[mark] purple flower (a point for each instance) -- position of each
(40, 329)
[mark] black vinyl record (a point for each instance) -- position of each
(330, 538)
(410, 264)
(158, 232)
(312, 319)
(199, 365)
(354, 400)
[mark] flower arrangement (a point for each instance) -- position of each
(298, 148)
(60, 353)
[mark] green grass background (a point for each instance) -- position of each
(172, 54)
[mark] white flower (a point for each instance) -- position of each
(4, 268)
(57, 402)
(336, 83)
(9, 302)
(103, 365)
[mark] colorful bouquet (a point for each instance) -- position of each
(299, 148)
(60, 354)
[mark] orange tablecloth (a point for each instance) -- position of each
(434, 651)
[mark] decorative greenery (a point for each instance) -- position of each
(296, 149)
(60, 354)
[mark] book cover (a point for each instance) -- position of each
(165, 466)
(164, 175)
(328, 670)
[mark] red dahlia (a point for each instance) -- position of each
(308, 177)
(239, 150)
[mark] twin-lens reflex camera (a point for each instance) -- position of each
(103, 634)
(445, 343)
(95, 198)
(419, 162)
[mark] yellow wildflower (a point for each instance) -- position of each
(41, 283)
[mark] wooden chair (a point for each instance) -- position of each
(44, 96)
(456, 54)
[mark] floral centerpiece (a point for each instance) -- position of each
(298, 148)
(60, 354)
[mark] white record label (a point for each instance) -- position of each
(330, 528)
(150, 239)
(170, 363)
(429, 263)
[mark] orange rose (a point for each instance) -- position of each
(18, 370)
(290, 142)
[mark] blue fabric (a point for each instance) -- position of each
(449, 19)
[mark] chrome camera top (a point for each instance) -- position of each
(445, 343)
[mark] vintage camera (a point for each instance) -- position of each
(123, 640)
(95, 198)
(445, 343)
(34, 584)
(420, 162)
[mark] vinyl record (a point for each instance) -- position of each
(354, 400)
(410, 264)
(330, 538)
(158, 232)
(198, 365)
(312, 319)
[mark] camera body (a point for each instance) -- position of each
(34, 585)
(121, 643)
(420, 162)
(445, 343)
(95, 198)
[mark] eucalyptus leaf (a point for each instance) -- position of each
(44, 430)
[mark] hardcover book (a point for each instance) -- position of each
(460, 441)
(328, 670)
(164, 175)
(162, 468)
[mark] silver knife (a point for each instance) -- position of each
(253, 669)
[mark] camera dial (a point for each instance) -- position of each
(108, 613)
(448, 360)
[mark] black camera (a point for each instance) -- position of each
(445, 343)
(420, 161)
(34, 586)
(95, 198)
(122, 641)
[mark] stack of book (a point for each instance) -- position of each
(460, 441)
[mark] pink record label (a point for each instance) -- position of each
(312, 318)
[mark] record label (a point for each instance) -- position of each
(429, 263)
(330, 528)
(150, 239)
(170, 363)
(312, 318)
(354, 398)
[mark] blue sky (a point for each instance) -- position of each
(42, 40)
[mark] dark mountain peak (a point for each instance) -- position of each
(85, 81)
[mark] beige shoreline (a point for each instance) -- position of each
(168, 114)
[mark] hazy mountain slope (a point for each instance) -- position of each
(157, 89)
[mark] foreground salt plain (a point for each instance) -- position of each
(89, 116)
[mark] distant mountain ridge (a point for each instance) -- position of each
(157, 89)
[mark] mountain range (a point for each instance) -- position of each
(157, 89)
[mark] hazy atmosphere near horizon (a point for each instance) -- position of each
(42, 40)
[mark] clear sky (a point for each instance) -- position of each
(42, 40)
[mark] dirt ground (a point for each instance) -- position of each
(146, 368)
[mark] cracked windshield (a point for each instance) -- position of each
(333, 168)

→ TASK STATEMENT:
Each of the records should be written out precisely as given.

→ RESULT FOR THIS TASK:
[mark] purple flower (a point for each instance) -- position of each
(40, 329)
[mark] black vinyl record (a point for each instance) -- position of each
(330, 538)
(410, 264)
(158, 232)
(312, 319)
(199, 365)
(354, 400)
[mark] flower arrangement (a point for each instance) -- position of each
(298, 148)
(60, 353)
[mark] green grass background (a point for each instance) -- position of each
(172, 54)
[mark] white flower (a point for each instance) -- position of each
(4, 268)
(57, 402)
(336, 83)
(9, 302)
(103, 365)
[mark] colorful bouquet (a point for each instance) -- position of each
(299, 148)
(60, 354)
[mark] orange tablecloth (a point for each instance) -- position of each
(434, 651)
[mark] decorative greenery (a point for each instance) -- position of each
(296, 149)
(60, 354)
[mark] book cover (a point for each instance) -- position of each
(165, 466)
(164, 175)
(328, 670)
[mark] red dahlia (a point for each instance) -- position of each
(308, 177)
(239, 150)
[mark] twin-lens reflex camera (a point for each instance) -- position of each
(103, 634)
(445, 343)
(95, 198)
(419, 162)
[mark] yellow wildflower (a point for each instance) -- position of each
(41, 283)
[mark] wooden chair (a point for each instance) -- position of each
(44, 96)
(456, 54)
[mark] floral centerpiece (a point for each instance) -- position of each
(298, 148)
(60, 354)
[mark] white record label (a point for each instance) -- position of each
(330, 528)
(150, 239)
(170, 363)
(429, 263)
[mark] orange rose (a point for each instance) -- position of each
(18, 370)
(290, 142)
[mark] blue fabric (a point for each instance) -- position of each
(449, 19)
[mark] chrome camera top (a point for each instance) -- position of each
(445, 343)
[mark] vintage camera (a point for each instance) -- position of each
(123, 640)
(95, 198)
(445, 343)
(34, 584)
(420, 162)
[mark] vinyl record (a point for each instance) -- position of each
(354, 400)
(410, 264)
(330, 538)
(158, 232)
(198, 365)
(312, 319)
[mark] camera body (a point for each instance) -- position of each
(34, 585)
(121, 643)
(420, 162)
(445, 343)
(95, 198)
[mark] eucalyptus leaf (a point for each instance) -- position of each
(44, 430)
[mark] hardcover book (a point for each instance) -- position of each
(460, 441)
(328, 670)
(164, 175)
(162, 468)
[mark] silver knife (a point for each instance) -- position of each
(253, 669)
[mark] camera dial (a point for each instance) -- position of each
(108, 613)
(448, 360)
[mark] black camera (a point for each instance) -- position of each
(445, 343)
(420, 161)
(34, 586)
(95, 198)
(122, 641)
[mark] stack of book (a point for each instance) -- position of each
(460, 441)
[mark] pink record label (a point for each instance) -- position of each
(312, 318)
[mark] record label (a point for each instance) -- position of each
(429, 263)
(330, 528)
(150, 239)
(170, 363)
(312, 318)
(354, 398)
[mark] blue sky (a point for each instance) -- position of each
(42, 40)
[mark] dark mountain peak (a point for each instance) -- position of each
(85, 81)
[mark] beige shoreline (a point for each instance) -- position of each
(168, 114)
[mark] hazy mountain slope (a point for each instance) -- position of each
(157, 89)
[mark] foreground salt plain (a point for each instance) -- position of each
(89, 116)
[mark] distant mountain ridge (a point for each instance) -- position of each
(157, 89)
[mark] mountain range (a point for each instance) -- position of each
(157, 89)
[mark] hazy atmosphere near horizon (a point for each instance) -- position of each
(42, 40)
[mark] clear sky (a point for each instance) -- position of each
(42, 40)
[mark] dirt ground (a point for each instance) -- position of each
(146, 368)
[mark] cracked windshield (a point for each instance) -- position of each
(333, 168)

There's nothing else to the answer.